--- Begin ---

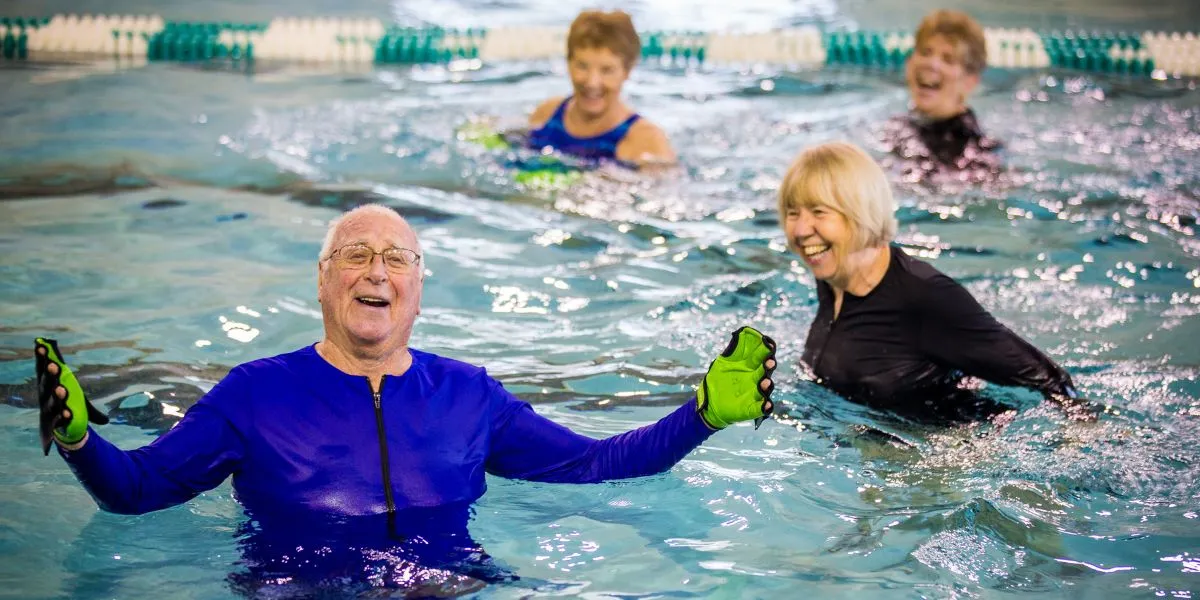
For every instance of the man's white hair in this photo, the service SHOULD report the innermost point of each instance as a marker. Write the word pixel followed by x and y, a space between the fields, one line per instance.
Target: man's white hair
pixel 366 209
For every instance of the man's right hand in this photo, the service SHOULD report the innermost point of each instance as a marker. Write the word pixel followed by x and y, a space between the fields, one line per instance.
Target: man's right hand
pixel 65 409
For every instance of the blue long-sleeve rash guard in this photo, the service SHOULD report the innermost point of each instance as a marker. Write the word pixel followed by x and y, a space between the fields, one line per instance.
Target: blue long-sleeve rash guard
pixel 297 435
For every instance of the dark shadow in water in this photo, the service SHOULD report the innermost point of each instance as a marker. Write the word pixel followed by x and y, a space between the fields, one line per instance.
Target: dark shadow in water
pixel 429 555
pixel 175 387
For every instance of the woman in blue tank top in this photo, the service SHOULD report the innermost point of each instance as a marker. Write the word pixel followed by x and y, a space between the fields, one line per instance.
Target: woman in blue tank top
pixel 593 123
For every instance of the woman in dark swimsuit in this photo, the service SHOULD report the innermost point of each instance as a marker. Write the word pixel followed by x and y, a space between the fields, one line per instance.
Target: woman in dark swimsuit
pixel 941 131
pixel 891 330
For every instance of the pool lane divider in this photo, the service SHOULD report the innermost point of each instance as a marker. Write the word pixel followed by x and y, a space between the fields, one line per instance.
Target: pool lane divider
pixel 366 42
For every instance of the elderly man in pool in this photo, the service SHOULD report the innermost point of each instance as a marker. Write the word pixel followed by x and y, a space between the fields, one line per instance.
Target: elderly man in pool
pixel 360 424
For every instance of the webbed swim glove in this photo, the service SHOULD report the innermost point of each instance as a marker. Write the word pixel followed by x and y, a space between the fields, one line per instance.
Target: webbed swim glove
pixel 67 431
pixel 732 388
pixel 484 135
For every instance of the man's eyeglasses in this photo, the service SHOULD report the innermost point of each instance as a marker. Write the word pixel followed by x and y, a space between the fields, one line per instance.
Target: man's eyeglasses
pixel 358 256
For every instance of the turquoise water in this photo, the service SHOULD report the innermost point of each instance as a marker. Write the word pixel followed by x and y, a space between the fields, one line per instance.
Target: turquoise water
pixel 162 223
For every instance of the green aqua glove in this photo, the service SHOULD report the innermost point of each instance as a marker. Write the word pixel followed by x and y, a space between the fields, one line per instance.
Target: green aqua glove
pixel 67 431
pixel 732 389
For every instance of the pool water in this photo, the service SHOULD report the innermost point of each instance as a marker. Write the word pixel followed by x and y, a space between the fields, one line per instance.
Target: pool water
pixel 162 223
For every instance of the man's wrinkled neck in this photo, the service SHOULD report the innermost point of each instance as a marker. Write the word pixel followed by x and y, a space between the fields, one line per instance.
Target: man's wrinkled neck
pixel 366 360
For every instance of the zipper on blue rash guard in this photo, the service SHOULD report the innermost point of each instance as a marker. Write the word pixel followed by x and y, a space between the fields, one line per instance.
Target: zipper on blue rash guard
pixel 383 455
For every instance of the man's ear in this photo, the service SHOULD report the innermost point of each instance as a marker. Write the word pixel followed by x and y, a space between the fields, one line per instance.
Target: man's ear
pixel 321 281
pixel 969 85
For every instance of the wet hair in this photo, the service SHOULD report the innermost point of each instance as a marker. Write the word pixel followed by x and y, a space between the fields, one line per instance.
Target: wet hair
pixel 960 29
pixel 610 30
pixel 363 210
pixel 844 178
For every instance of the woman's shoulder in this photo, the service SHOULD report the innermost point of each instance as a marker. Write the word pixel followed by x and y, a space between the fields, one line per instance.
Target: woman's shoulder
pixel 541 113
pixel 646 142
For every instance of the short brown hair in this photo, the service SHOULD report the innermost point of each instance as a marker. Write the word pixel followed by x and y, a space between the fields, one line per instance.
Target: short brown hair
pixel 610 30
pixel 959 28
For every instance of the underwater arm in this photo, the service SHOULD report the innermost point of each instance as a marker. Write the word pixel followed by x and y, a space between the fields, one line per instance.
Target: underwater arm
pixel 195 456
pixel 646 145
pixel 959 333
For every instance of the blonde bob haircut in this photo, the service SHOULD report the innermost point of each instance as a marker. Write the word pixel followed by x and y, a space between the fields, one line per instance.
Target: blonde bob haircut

--- End ---

• CHALLENGE
Scale the stretch of the records above from their start through the line containing "pixel 65 409", restating every line with its requests included but with each pixel coordinate in the answers multiplied by 0.8 and rounded to a whole number, halves rounding up. Omit the pictures.

• OUTPUT FOR THIS EXERCISE
For every instance of the man's white hair in this photo, the service SHOULD report the innermost point of each instance as a marker. Write the word pixel followed by x and y, a space between the fields, one line per instance.
Target: man's white hair
pixel 293 167
For every instance of the man's right hand in this photo, the service SHOULD report the innermost point of each instance as a marker. Write the word pixel followed by x and y, a space between the fields, one line per instance.
Target: man's right hand
pixel 52 327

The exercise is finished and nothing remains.